[Collected data]
*-*-*

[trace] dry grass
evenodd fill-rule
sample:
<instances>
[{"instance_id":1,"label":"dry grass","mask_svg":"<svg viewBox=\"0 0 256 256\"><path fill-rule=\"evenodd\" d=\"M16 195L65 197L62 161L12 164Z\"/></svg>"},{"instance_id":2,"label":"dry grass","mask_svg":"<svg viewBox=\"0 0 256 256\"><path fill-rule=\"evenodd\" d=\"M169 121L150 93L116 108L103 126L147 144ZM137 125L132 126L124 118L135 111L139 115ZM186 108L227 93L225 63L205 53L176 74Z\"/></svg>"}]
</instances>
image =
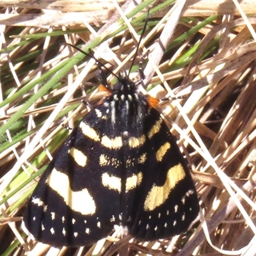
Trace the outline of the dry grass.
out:
<instances>
[{"instance_id":1,"label":"dry grass","mask_svg":"<svg viewBox=\"0 0 256 256\"><path fill-rule=\"evenodd\" d=\"M50 153L67 136L63 124L72 127L87 113L81 99L101 97L95 95L93 61L61 43L93 49L115 73L129 68L150 6L141 47L150 52L144 61L147 90L159 98L187 96L159 109L193 166L211 239L227 251L249 244L236 255L254 255L255 18L246 19L233 2L223 1L188 1L181 14L182 1L175 8L170 1L104 1L104 8L97 1L30 2L0 1L0 253L58 255L28 239L21 216ZM253 4L240 6L250 15ZM120 18L122 12L129 20ZM120 237L116 232L97 248L68 255L115 255L124 244L131 255L220 253L199 222L161 241L127 244Z\"/></svg>"}]
</instances>

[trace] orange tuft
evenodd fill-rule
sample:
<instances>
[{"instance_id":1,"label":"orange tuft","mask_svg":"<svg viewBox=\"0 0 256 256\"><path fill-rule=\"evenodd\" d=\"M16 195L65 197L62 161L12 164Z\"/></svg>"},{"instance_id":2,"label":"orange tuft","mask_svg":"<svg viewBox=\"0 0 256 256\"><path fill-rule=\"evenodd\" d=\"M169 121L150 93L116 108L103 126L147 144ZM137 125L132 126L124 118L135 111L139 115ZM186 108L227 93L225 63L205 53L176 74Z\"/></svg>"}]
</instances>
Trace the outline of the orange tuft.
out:
<instances>
[{"instance_id":1,"label":"orange tuft","mask_svg":"<svg viewBox=\"0 0 256 256\"><path fill-rule=\"evenodd\" d=\"M150 107L156 108L159 103L159 100L158 99L154 98L153 97L148 96L147 102Z\"/></svg>"},{"instance_id":2,"label":"orange tuft","mask_svg":"<svg viewBox=\"0 0 256 256\"><path fill-rule=\"evenodd\" d=\"M99 86L98 87L98 90L99 92L110 92L109 90L107 88L104 84L100 84Z\"/></svg>"}]
</instances>

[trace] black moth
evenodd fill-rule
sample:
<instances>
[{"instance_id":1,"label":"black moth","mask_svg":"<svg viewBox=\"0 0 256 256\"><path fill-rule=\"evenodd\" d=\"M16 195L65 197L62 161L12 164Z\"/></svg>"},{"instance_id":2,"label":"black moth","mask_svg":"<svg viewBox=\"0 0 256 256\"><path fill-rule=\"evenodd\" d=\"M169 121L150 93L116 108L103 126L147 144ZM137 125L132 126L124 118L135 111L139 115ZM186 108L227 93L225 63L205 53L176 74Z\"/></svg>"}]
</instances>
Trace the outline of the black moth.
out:
<instances>
[{"instance_id":1,"label":"black moth","mask_svg":"<svg viewBox=\"0 0 256 256\"><path fill-rule=\"evenodd\" d=\"M29 199L24 224L54 246L90 245L116 224L143 241L187 230L197 216L195 186L157 100L119 75L101 104L57 152Z\"/></svg>"}]
</instances>

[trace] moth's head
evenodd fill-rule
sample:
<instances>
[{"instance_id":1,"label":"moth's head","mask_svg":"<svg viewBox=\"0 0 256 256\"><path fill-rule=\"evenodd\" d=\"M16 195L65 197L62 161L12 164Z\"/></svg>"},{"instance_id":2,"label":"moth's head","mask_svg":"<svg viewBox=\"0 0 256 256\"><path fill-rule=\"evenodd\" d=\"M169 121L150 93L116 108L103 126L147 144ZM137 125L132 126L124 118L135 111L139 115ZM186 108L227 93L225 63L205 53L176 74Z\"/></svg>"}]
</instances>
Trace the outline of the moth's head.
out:
<instances>
[{"instance_id":1,"label":"moth's head","mask_svg":"<svg viewBox=\"0 0 256 256\"><path fill-rule=\"evenodd\" d=\"M127 76L125 71L120 72L117 76L118 81L113 88L113 93L122 92L122 93L134 92L136 90L136 86Z\"/></svg>"}]
</instances>

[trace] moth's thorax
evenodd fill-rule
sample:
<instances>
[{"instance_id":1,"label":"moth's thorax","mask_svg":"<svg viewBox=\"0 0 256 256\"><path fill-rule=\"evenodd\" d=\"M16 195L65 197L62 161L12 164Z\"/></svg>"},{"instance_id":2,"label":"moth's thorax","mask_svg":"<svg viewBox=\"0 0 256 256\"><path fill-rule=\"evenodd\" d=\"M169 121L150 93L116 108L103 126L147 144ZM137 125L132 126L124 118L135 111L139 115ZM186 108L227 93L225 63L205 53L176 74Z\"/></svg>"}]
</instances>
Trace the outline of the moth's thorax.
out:
<instances>
[{"instance_id":1,"label":"moth's thorax","mask_svg":"<svg viewBox=\"0 0 256 256\"><path fill-rule=\"evenodd\" d=\"M143 117L148 112L150 106L137 87L131 81L121 80L115 84L112 94L103 104L111 121L109 128L118 130L116 132L119 134L125 131L130 134L127 127L133 132L141 132L143 129Z\"/></svg>"}]
</instances>

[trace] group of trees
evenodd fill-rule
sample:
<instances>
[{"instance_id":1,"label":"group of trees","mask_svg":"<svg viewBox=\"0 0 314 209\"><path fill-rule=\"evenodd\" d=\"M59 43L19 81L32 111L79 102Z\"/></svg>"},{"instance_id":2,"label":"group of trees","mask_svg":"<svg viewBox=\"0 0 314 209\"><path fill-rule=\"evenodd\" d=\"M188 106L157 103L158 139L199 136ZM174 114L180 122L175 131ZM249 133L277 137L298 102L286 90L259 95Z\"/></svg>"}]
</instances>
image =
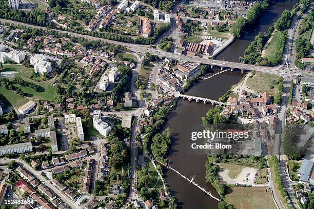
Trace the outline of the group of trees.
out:
<instances>
[{"instance_id":1,"label":"group of trees","mask_svg":"<svg viewBox=\"0 0 314 209\"><path fill-rule=\"evenodd\" d=\"M269 0L264 0L263 2L257 2L249 9L246 19L242 16L239 16L231 26L230 32L236 38L241 36L243 30L254 24L258 17L268 8L269 6Z\"/></svg>"},{"instance_id":2,"label":"group of trees","mask_svg":"<svg viewBox=\"0 0 314 209\"><path fill-rule=\"evenodd\" d=\"M122 73L122 77L111 92L112 101L115 104L121 101L124 93L130 89L132 79L132 72L129 68L124 66L119 66L118 70Z\"/></svg>"},{"instance_id":3,"label":"group of trees","mask_svg":"<svg viewBox=\"0 0 314 209\"><path fill-rule=\"evenodd\" d=\"M115 170L121 170L122 166L128 163L129 152L123 141L129 138L130 133L129 129L123 128L118 124L112 129L108 136L108 141L111 145L109 165Z\"/></svg>"},{"instance_id":4,"label":"group of trees","mask_svg":"<svg viewBox=\"0 0 314 209\"><path fill-rule=\"evenodd\" d=\"M8 129L10 128L8 127ZM8 134L0 134L0 145L15 144L28 141L25 138L24 133L17 132L15 129L10 129Z\"/></svg>"},{"instance_id":5,"label":"group of trees","mask_svg":"<svg viewBox=\"0 0 314 209\"><path fill-rule=\"evenodd\" d=\"M205 117L202 118L203 124L205 128L209 128L211 124L218 125L225 124L227 119L220 114L223 108L220 106L216 106L214 108L210 109Z\"/></svg>"},{"instance_id":6,"label":"group of trees","mask_svg":"<svg viewBox=\"0 0 314 209\"><path fill-rule=\"evenodd\" d=\"M167 128L162 133L157 133L152 138L150 149L158 160L166 162L166 157L171 143L172 138L172 131L169 128Z\"/></svg>"}]
</instances>

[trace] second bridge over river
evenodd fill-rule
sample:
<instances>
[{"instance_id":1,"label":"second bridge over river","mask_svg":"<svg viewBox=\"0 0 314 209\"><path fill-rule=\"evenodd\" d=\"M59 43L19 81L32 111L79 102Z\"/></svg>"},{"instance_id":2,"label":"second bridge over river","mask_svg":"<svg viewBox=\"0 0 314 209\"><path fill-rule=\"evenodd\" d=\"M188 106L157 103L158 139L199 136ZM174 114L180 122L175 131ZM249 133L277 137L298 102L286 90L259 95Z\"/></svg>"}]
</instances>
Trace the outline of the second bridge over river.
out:
<instances>
[{"instance_id":1,"label":"second bridge over river","mask_svg":"<svg viewBox=\"0 0 314 209\"><path fill-rule=\"evenodd\" d=\"M197 102L202 101L204 103L211 103L213 106L215 104L219 104L221 106L227 105L226 103L221 101L217 101L214 99L208 99L207 98L200 97L195 96L187 95L185 94L181 94L180 92L176 92L174 93L174 96L176 98L182 98L183 99L188 99L189 101L194 100Z\"/></svg>"}]
</instances>

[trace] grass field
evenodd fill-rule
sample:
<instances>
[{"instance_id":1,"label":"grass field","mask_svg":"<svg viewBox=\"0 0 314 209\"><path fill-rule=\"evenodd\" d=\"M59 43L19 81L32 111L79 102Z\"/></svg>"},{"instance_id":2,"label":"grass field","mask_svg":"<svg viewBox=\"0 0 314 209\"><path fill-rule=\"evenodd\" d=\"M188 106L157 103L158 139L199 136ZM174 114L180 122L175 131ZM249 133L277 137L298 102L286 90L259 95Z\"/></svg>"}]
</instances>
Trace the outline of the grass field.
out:
<instances>
[{"instance_id":1,"label":"grass field","mask_svg":"<svg viewBox=\"0 0 314 209\"><path fill-rule=\"evenodd\" d=\"M232 179L235 179L241 173L242 169L246 167L245 166L229 163L220 163L220 164L223 170L228 170L230 171L228 175Z\"/></svg>"},{"instance_id":2,"label":"grass field","mask_svg":"<svg viewBox=\"0 0 314 209\"><path fill-rule=\"evenodd\" d=\"M118 53L116 57L123 61L128 61L130 62L136 61L136 57L134 55L124 52Z\"/></svg>"},{"instance_id":3,"label":"grass field","mask_svg":"<svg viewBox=\"0 0 314 209\"><path fill-rule=\"evenodd\" d=\"M271 40L266 46L265 51L265 56L269 59L276 59L274 56L276 56L276 53L278 45L281 40L285 38L285 34L280 31L276 31L273 34L273 36L271 38Z\"/></svg>"},{"instance_id":4,"label":"grass field","mask_svg":"<svg viewBox=\"0 0 314 209\"><path fill-rule=\"evenodd\" d=\"M152 70L154 65L152 64L149 64L148 65L145 66L144 68L141 68L139 72L139 78L141 80L141 82L144 85L146 86L148 82L148 78L150 72Z\"/></svg>"},{"instance_id":5,"label":"grass field","mask_svg":"<svg viewBox=\"0 0 314 209\"><path fill-rule=\"evenodd\" d=\"M259 174L256 178L256 183L263 184L267 182L267 174L266 169L259 171Z\"/></svg>"},{"instance_id":6,"label":"grass field","mask_svg":"<svg viewBox=\"0 0 314 209\"><path fill-rule=\"evenodd\" d=\"M246 81L246 85L256 92L263 93L266 92L272 96L278 91L276 85L273 84L278 81L279 76L268 73L256 72L251 78ZM273 87L271 89L271 86Z\"/></svg>"},{"instance_id":7,"label":"grass field","mask_svg":"<svg viewBox=\"0 0 314 209\"><path fill-rule=\"evenodd\" d=\"M7 102L9 102L7 104L5 102L5 106L7 106L6 107L7 108L11 106L18 108L29 101L28 98L15 94L14 91L8 90L4 88L1 88L0 94L2 94L7 99Z\"/></svg>"},{"instance_id":8,"label":"grass field","mask_svg":"<svg viewBox=\"0 0 314 209\"><path fill-rule=\"evenodd\" d=\"M269 209L277 206L271 192L264 187L231 187L227 201L237 209Z\"/></svg>"},{"instance_id":9,"label":"grass field","mask_svg":"<svg viewBox=\"0 0 314 209\"><path fill-rule=\"evenodd\" d=\"M207 33L204 35L206 36L211 35L212 36L213 38L214 37L215 37L217 38L222 38L222 39L228 39L231 37L231 34L228 31L219 32L217 30L208 29L206 32Z\"/></svg>"},{"instance_id":10,"label":"grass field","mask_svg":"<svg viewBox=\"0 0 314 209\"><path fill-rule=\"evenodd\" d=\"M4 65L3 69L0 72L18 72L22 69L21 65Z\"/></svg>"},{"instance_id":11,"label":"grass field","mask_svg":"<svg viewBox=\"0 0 314 209\"><path fill-rule=\"evenodd\" d=\"M37 85L40 86L42 88L42 91L36 92L29 87L22 87L18 85L14 85L16 87L20 87L23 92L27 93L28 97L36 99L54 101L55 98L54 89L52 86L53 79L51 79L49 80L40 82L30 79L30 78L33 74L33 71L34 70L32 68L23 66L22 71L21 72L14 73L14 77L10 78L9 79L12 80L15 77L20 77L24 80L32 82ZM15 93L14 94L16 95Z\"/></svg>"}]
</instances>

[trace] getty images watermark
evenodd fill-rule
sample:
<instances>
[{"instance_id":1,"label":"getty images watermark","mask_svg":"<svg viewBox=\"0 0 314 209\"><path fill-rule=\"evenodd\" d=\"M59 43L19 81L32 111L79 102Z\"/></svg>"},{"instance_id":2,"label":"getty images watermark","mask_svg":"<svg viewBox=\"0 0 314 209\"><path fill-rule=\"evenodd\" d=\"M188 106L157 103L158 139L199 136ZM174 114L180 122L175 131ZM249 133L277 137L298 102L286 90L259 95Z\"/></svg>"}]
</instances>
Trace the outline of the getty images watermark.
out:
<instances>
[{"instance_id":1,"label":"getty images watermark","mask_svg":"<svg viewBox=\"0 0 314 209\"><path fill-rule=\"evenodd\" d=\"M229 129L226 131L212 131L203 130L202 132L193 132L191 134L191 139L195 141L199 139L203 139L206 143L198 144L192 143L191 147L192 149L228 149L231 150L232 145L232 141L243 141L249 138L249 132L247 131Z\"/></svg>"}]
</instances>

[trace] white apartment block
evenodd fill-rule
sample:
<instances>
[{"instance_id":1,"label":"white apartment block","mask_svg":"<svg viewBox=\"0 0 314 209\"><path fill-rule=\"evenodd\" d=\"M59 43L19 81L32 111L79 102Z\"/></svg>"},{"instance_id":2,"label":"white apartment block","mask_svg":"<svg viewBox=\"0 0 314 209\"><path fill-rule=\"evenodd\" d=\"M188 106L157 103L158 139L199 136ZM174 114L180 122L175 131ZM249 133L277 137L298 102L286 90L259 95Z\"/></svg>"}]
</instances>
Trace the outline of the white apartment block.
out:
<instances>
[{"instance_id":1,"label":"white apartment block","mask_svg":"<svg viewBox=\"0 0 314 209\"><path fill-rule=\"evenodd\" d=\"M131 9L131 10L133 11L133 12L135 12L136 10L138 9L139 7L140 7L140 6L141 6L141 3L140 3L140 2L139 2L138 1L135 1L135 2L134 2L134 3L133 3L132 5L131 5L131 7L130 7L130 9Z\"/></svg>"},{"instance_id":2,"label":"white apartment block","mask_svg":"<svg viewBox=\"0 0 314 209\"><path fill-rule=\"evenodd\" d=\"M64 116L64 120L66 123L72 123L76 122L76 116L75 114L66 115Z\"/></svg>"},{"instance_id":3,"label":"white apartment block","mask_svg":"<svg viewBox=\"0 0 314 209\"><path fill-rule=\"evenodd\" d=\"M117 76L117 69L116 68L113 68L110 70L110 72L109 73L109 81L110 82L114 82L115 79L116 78L116 76Z\"/></svg>"},{"instance_id":4,"label":"white apartment block","mask_svg":"<svg viewBox=\"0 0 314 209\"><path fill-rule=\"evenodd\" d=\"M94 110L93 117L93 126L103 136L108 136L111 130L111 127L106 122L102 120L102 113L100 110Z\"/></svg>"},{"instance_id":5,"label":"white apartment block","mask_svg":"<svg viewBox=\"0 0 314 209\"><path fill-rule=\"evenodd\" d=\"M47 128L47 129L35 130L35 136L36 137L50 138L50 129Z\"/></svg>"},{"instance_id":6,"label":"white apartment block","mask_svg":"<svg viewBox=\"0 0 314 209\"><path fill-rule=\"evenodd\" d=\"M106 89L109 86L109 78L107 76L104 76L102 78L102 79L99 82L99 88L104 91L106 91Z\"/></svg>"},{"instance_id":7,"label":"white apartment block","mask_svg":"<svg viewBox=\"0 0 314 209\"><path fill-rule=\"evenodd\" d=\"M18 9L19 0L9 0L9 7L13 9Z\"/></svg>"},{"instance_id":8,"label":"white apartment block","mask_svg":"<svg viewBox=\"0 0 314 209\"><path fill-rule=\"evenodd\" d=\"M7 54L6 52L0 52L0 62L5 63L7 61Z\"/></svg>"},{"instance_id":9,"label":"white apartment block","mask_svg":"<svg viewBox=\"0 0 314 209\"><path fill-rule=\"evenodd\" d=\"M0 156L6 154L24 153L33 152L32 142L20 143L0 147Z\"/></svg>"},{"instance_id":10,"label":"white apartment block","mask_svg":"<svg viewBox=\"0 0 314 209\"><path fill-rule=\"evenodd\" d=\"M25 59L25 53L21 51L15 50L12 50L10 52L0 52L0 61L4 63L7 60L10 59L14 61L18 64Z\"/></svg>"},{"instance_id":11,"label":"white apartment block","mask_svg":"<svg viewBox=\"0 0 314 209\"><path fill-rule=\"evenodd\" d=\"M154 20L156 22L159 22L159 12L158 10L154 10Z\"/></svg>"},{"instance_id":12,"label":"white apartment block","mask_svg":"<svg viewBox=\"0 0 314 209\"><path fill-rule=\"evenodd\" d=\"M35 65L38 61L47 61L48 56L45 54L35 54L29 59L31 65Z\"/></svg>"},{"instance_id":13,"label":"white apartment block","mask_svg":"<svg viewBox=\"0 0 314 209\"><path fill-rule=\"evenodd\" d=\"M24 105L18 108L17 110L18 110L18 111L23 115L25 115L29 112L30 110L32 109L35 106L36 106L36 103L32 100L29 100Z\"/></svg>"},{"instance_id":14,"label":"white apartment block","mask_svg":"<svg viewBox=\"0 0 314 209\"><path fill-rule=\"evenodd\" d=\"M129 1L128 0L123 0L122 2L118 5L117 9L120 9L121 10L123 10L126 8L129 5Z\"/></svg>"},{"instance_id":15,"label":"white apartment block","mask_svg":"<svg viewBox=\"0 0 314 209\"><path fill-rule=\"evenodd\" d=\"M8 127L6 125L0 125L0 134L4 135L8 134Z\"/></svg>"},{"instance_id":16,"label":"white apartment block","mask_svg":"<svg viewBox=\"0 0 314 209\"><path fill-rule=\"evenodd\" d=\"M100 3L97 0L81 0L82 2L87 2L89 4L93 5L95 7L100 6Z\"/></svg>"},{"instance_id":17,"label":"white apartment block","mask_svg":"<svg viewBox=\"0 0 314 209\"><path fill-rule=\"evenodd\" d=\"M81 117L77 117L75 119L76 121L76 128L77 129L77 136L81 141L84 140L84 133L83 130L83 126L82 126L82 120Z\"/></svg>"},{"instance_id":18,"label":"white apartment block","mask_svg":"<svg viewBox=\"0 0 314 209\"><path fill-rule=\"evenodd\" d=\"M51 72L51 63L47 61L41 60L34 65L35 72L39 74L49 73Z\"/></svg>"},{"instance_id":19,"label":"white apartment block","mask_svg":"<svg viewBox=\"0 0 314 209\"><path fill-rule=\"evenodd\" d=\"M55 131L50 131L50 143L51 143L52 152L57 152L58 151L58 143Z\"/></svg>"}]
</instances>

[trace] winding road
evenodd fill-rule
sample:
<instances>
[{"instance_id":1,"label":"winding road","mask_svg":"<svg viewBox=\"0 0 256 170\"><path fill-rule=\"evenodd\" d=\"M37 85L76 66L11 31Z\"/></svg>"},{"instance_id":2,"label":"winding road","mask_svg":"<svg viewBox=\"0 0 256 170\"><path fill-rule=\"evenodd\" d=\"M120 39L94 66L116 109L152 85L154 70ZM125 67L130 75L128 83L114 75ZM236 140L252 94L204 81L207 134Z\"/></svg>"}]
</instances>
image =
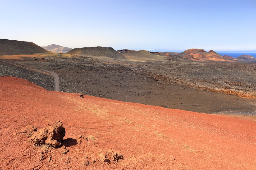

*-*-*

Your task:
Which lines in the items above contain the string "orange"? Locate each of them and copy it out in full.

Full response:
[trace] orange tuft
[{"instance_id":1,"label":"orange tuft","mask_svg":"<svg viewBox=\"0 0 256 256\"><path fill-rule=\"evenodd\" d=\"M16 195L65 197L62 161L12 164Z\"/></svg>"},{"instance_id":2,"label":"orange tuft","mask_svg":"<svg viewBox=\"0 0 256 256\"><path fill-rule=\"evenodd\" d=\"M169 121L150 93L116 108L103 126L147 144ZM137 125L132 126L124 118L135 111L139 115ZM186 108L227 93L225 63L205 53L176 74Z\"/></svg>"}]
Trace the outline of the orange tuft.
[{"instance_id":1,"label":"orange tuft","mask_svg":"<svg viewBox=\"0 0 256 256\"><path fill-rule=\"evenodd\" d=\"M150 107L156 108L159 103L159 100L158 99L154 98L153 97L148 96L147 102Z\"/></svg>"},{"instance_id":2,"label":"orange tuft","mask_svg":"<svg viewBox=\"0 0 256 256\"><path fill-rule=\"evenodd\" d=\"M99 86L98 87L98 90L99 92L110 92L109 90L107 88L104 84L100 84Z\"/></svg>"}]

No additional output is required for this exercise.